* **What the task asks**
The required answer is the data below, restated word for word with images omitted.

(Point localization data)
◆ ◆ ◆ ◆ ◆ ◆ ◆
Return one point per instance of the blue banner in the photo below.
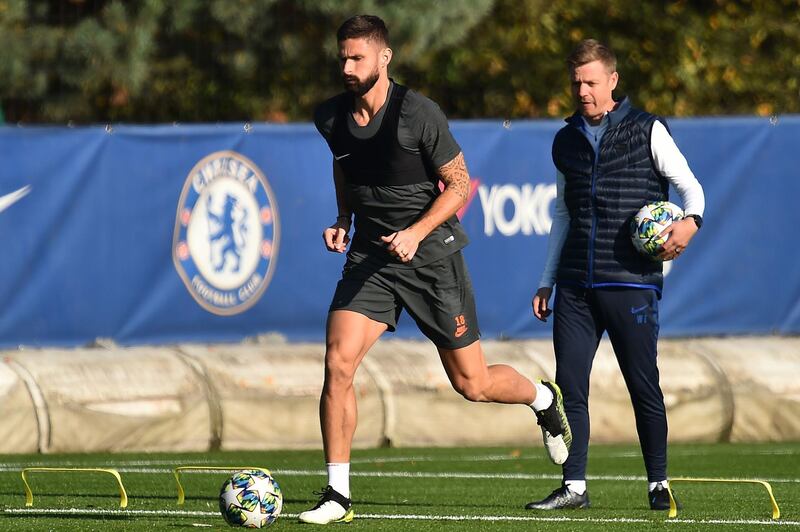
(160, 234)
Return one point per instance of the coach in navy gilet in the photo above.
(611, 160)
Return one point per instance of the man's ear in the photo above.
(386, 56)
(614, 80)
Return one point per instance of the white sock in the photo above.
(652, 485)
(339, 478)
(544, 398)
(576, 486)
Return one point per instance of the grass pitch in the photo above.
(455, 489)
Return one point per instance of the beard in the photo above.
(359, 88)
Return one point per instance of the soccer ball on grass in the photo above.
(250, 499)
(649, 222)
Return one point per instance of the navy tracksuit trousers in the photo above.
(630, 316)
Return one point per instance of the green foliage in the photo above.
(222, 60)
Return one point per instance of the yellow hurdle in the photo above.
(673, 509)
(177, 473)
(123, 496)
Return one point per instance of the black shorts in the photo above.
(438, 296)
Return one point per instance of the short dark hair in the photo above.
(367, 27)
(589, 50)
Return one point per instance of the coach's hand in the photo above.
(680, 233)
(540, 303)
(402, 244)
(336, 237)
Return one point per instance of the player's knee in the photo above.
(471, 389)
(339, 370)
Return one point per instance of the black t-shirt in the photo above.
(381, 203)
(422, 128)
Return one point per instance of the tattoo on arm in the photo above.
(455, 177)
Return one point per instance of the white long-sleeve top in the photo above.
(669, 161)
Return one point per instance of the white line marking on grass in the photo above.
(480, 458)
(405, 517)
(418, 474)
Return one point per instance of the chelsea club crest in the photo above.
(226, 236)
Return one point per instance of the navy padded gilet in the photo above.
(602, 197)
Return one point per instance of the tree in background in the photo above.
(223, 60)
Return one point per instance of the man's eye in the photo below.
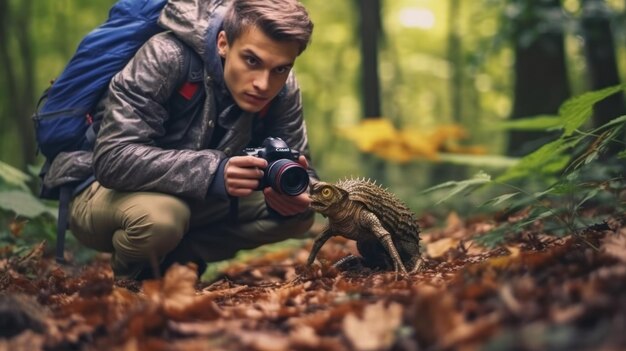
(251, 61)
(282, 70)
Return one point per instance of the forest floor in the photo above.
(535, 292)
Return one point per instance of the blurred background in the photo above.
(411, 93)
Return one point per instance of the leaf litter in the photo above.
(535, 292)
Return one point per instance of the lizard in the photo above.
(385, 229)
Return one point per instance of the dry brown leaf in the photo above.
(304, 336)
(434, 315)
(440, 247)
(376, 330)
(176, 293)
(615, 246)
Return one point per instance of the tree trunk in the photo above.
(455, 56)
(602, 65)
(370, 32)
(541, 83)
(19, 75)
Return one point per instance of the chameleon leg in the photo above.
(371, 221)
(317, 245)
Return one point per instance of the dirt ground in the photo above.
(536, 292)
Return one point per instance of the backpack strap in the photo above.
(194, 67)
(65, 196)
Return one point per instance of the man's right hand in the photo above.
(242, 174)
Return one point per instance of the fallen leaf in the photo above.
(376, 330)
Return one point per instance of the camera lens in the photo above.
(287, 177)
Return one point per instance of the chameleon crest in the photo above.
(385, 229)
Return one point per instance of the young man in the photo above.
(165, 177)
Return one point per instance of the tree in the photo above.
(602, 68)
(18, 84)
(370, 31)
(541, 82)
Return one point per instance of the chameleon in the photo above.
(385, 229)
◆ ◆ ◆ ◆ ◆ ◆ ◆
* **Task output**
Return one point per instance of the blue banner in the photo below.
(160, 234)
Return one point per instance of the coach in navy gilet in the photo above.
(611, 160)
Return one point per instance of the man's ear in the photo above.
(386, 56)
(614, 80)
Return one point per instance of the white sock in the photo above.
(652, 485)
(339, 478)
(544, 398)
(576, 486)
Return one point per instance of the grass pitch in the photo above.
(455, 489)
Return one point per instance of the beard in the photo above.
(359, 88)
Return one point per instance of the soccer ball on grass in the photo above.
(250, 499)
(649, 222)
Return one point per instance of the navy tracksuit trousers in the photo above.
(630, 316)
Return one point per instance of the green foliage in the photo above.
(222, 60)
Return one point per instance of the yellow hurdle in the photo above.
(673, 509)
(177, 473)
(123, 496)
Return one point per instance of the black shorts in the photo above.
(438, 296)
Return one point per instance of the short dark hair in the photo above.
(367, 27)
(589, 50)
Return one point per instance of the coach's hand in the photo above.
(680, 233)
(540, 303)
(402, 244)
(336, 237)
Return one point per instance of the player's knee in the photo above.
(471, 389)
(339, 370)
Return one point per instance of the black t-shirt in the photo above.
(381, 203)
(422, 128)
Return one point per instance of the tattoo on arm in the photo above.
(455, 177)
Return one point per instance of the white long-sleeve top in the photo above.
(669, 161)
Return one point per instance of the white line marking on grass in the photo above.
(480, 458)
(405, 517)
(418, 474)
Return one point per instance of the chelsea club crest in the photo above.
(226, 236)
Return one point per instance of the navy padded gilet in the photo above.
(602, 197)
Return one point per instance of the tree in background in the photo above.
(223, 60)
Return one point per instance of the man's eye in the photo below.
(251, 61)
(282, 70)
Return one point per instance of the forest floor in the photo above.
(535, 292)
Return one point per instance of the blurred background in the photo above.
(411, 93)
Return one point per instance of the leaf litter in the photo above.
(535, 292)
Return one point per instance of the lizard in the photo above.
(385, 229)
Return one point per instance of the dry brown leaf in the photo above.
(304, 336)
(434, 315)
(440, 247)
(376, 330)
(176, 293)
(615, 246)
Return one point per instance of the tree trunk in the photo above.
(455, 56)
(602, 65)
(370, 32)
(541, 83)
(19, 75)
Return one point per instance of the chameleon leg in the photo above.
(371, 221)
(317, 245)
Return one point per instance of the dirt ground in the photo above.
(536, 292)
Return one point per instance of the backpack strap in the photo above.
(194, 67)
(65, 196)
Return one point per instance of the man's right hand in the photo above.
(242, 174)
Return one point per instance of the fallen leaf in the photo above.
(376, 330)
Return one point per instance of the camera lens in the photo above.
(287, 177)
Return one point per instance of the chameleon crest in the photo above.
(385, 229)
Return one point per instance of the young man in the photo above.
(165, 177)
Return one point per instance of the tree in the photo above.
(602, 68)
(18, 84)
(370, 31)
(541, 82)
Return one point per instance of the chameleon in the photo above.
(385, 229)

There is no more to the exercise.